> _TEXTE ÉTUDIÉ_

━━━━

Le retour au local : voilà l’autre petite musique du moment. Que ce soit par nécessité impérieuse (impossible de faire venir des œuvres de l’étranger), par militantisme (défense de la scène française) ou opportunisme, se dessine un paysage reconfiguré autour d’un maillage régional. Ainsi le CPGA, dans ses mesures d’urgence, a-t-il demandé que les acquisitions de l’Etat privilégient «les galeries françaises quand un·e artiste est parallèlement représenté·e à l’étranger» et que le «soutien des collectionneur·euse·s et de leurs associations» se fasse «au profit des galeries françaises». «Nous avons travaillé vers les Frac pour nous assurer humblement que chacun faisait son travail, ne reportait pas les commissions et achetait bien à des galeries françaises des œuvres d’artistes français», détaille Florence Bonnefous, de la galerie Air de Paris, qui fait partie du conseil du CPGA. «C’est à nous de pousser les musées à faire des expos avec des artistes de la scène française, renchérit Nathalie Obadia. Ils passaient un peu au second plan avant, car on privilégiait des artistes vedettes de la scène internationale.» «Elle est sympathique, l’idée du local, modère Isabelle Alfonsi. Mais comme tout est géré par l’Etat centralisé, c’est compliqué. Il y a un manque d’annonce criant de la mairie de Paris, alors que 88 % des adhérents du CPGA se trouvent en région parisienne.»

━━━━

> _LIGNES FOURNIES_
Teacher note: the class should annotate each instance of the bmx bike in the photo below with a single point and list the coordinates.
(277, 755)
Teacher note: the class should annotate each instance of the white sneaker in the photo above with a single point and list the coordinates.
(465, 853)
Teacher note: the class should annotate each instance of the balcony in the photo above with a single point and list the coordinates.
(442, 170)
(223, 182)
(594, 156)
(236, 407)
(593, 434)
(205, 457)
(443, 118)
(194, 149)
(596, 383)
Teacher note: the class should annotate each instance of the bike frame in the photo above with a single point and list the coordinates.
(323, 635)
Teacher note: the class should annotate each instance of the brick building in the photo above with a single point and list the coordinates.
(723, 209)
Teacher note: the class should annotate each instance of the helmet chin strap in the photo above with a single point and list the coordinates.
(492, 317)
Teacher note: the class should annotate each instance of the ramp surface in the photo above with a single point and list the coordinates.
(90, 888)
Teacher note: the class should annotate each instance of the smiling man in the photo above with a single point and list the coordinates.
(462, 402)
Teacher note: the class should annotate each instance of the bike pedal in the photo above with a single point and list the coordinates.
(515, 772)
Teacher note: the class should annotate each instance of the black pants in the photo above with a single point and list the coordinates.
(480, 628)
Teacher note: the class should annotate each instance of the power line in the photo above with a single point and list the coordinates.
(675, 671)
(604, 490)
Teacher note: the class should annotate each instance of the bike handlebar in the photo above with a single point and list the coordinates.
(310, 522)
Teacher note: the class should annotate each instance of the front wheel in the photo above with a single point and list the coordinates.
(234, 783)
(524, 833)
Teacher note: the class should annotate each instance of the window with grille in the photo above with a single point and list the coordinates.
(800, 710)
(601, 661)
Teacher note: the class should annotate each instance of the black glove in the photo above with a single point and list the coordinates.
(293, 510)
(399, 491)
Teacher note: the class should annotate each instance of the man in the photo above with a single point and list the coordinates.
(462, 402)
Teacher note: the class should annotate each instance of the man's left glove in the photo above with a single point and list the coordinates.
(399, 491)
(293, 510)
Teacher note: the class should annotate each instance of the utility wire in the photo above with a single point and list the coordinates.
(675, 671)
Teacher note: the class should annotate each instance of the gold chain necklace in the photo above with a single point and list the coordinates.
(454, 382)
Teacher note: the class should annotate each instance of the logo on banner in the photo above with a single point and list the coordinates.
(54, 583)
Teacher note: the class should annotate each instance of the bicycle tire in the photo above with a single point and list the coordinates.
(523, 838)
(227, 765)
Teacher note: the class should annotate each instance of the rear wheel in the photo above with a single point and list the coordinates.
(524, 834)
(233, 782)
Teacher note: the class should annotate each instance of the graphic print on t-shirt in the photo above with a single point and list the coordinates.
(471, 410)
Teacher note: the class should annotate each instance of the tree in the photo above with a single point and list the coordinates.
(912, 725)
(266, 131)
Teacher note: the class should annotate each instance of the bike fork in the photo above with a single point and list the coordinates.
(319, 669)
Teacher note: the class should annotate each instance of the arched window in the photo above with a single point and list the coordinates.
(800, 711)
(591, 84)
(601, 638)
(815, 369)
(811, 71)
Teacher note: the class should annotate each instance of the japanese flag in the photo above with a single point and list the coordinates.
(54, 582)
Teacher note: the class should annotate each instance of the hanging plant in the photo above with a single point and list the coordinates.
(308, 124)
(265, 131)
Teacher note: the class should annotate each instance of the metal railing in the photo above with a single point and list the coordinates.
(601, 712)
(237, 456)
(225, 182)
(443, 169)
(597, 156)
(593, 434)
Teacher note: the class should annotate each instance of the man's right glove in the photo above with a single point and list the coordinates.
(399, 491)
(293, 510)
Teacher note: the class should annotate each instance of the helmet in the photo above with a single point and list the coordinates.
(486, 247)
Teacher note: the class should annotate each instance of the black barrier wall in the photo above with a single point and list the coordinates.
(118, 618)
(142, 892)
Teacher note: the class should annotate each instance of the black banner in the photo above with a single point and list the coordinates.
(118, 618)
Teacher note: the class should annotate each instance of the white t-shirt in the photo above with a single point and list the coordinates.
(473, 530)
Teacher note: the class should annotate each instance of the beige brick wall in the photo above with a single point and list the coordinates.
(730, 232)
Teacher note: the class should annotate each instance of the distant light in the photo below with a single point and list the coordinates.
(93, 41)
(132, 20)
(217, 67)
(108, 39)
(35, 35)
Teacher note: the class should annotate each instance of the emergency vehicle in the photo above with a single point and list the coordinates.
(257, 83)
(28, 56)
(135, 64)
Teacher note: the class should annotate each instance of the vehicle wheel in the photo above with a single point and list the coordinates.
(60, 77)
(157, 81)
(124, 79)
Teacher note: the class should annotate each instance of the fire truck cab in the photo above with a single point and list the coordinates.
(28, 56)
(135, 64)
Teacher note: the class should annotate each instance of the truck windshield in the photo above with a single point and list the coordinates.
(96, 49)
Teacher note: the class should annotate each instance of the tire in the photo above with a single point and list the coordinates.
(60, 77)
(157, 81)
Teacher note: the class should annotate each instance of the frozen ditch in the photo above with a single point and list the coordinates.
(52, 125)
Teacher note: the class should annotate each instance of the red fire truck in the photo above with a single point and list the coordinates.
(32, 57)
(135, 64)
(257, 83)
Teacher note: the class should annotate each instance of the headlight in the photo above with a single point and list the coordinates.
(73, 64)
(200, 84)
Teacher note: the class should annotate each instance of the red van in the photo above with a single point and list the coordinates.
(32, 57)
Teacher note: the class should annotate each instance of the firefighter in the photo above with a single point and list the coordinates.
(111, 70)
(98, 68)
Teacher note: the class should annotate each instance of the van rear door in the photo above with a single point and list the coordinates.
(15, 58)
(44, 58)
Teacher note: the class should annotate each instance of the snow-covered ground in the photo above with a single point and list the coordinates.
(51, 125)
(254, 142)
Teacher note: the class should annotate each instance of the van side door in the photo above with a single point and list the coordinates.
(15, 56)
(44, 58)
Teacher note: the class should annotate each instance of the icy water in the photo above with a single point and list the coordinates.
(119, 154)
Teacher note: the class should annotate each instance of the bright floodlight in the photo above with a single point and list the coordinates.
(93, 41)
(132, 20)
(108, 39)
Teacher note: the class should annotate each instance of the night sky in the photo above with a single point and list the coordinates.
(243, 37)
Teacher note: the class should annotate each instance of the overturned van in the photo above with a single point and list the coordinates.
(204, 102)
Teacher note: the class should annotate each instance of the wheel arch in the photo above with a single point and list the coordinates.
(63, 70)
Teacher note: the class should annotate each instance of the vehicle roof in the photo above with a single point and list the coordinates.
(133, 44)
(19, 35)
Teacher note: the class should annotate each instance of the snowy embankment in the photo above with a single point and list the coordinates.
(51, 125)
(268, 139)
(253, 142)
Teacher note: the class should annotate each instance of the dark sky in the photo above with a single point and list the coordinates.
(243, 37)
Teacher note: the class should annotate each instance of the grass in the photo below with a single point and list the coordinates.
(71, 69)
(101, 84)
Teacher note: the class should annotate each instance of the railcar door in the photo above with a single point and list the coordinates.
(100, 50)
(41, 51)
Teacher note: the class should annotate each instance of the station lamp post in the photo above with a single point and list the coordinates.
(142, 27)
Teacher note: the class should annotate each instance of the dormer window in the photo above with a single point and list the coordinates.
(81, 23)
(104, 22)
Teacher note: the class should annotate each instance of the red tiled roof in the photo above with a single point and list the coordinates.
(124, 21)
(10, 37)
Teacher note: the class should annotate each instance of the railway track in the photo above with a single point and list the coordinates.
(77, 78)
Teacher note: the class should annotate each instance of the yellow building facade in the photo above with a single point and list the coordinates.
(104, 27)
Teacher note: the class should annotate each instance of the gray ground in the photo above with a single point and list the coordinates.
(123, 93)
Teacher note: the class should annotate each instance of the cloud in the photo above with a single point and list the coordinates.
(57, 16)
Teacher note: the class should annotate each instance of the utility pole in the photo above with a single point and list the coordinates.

━━━━

> _EXERCICE 1_
Répondez aux questions suivantes à partir du texte étudié.
(a) De quelle galerie fait partie Florence Bonnefous ?
(b) Quelle proportion des adhérents du CPGA se trouve en région parisienne ?
(c) D'après Nathalie Obadia, pourquoi les artistes de la scène française passaient-ils au second plan auparavant ?
> _EXERCICE 2_
Relevez dans le texte étudié toutes les personnes citées nommément.

> _CORRIGÉ 1_
(a) La galerie Air de Paris.
(b) 88 %.
(c) Parce qu'on privilégiait des artistes vedettes de la scène internationale.

> _CORRIGÉ 2_
Florence Bonnefous, Nathalie Obadia, Isabelle Alfonsi.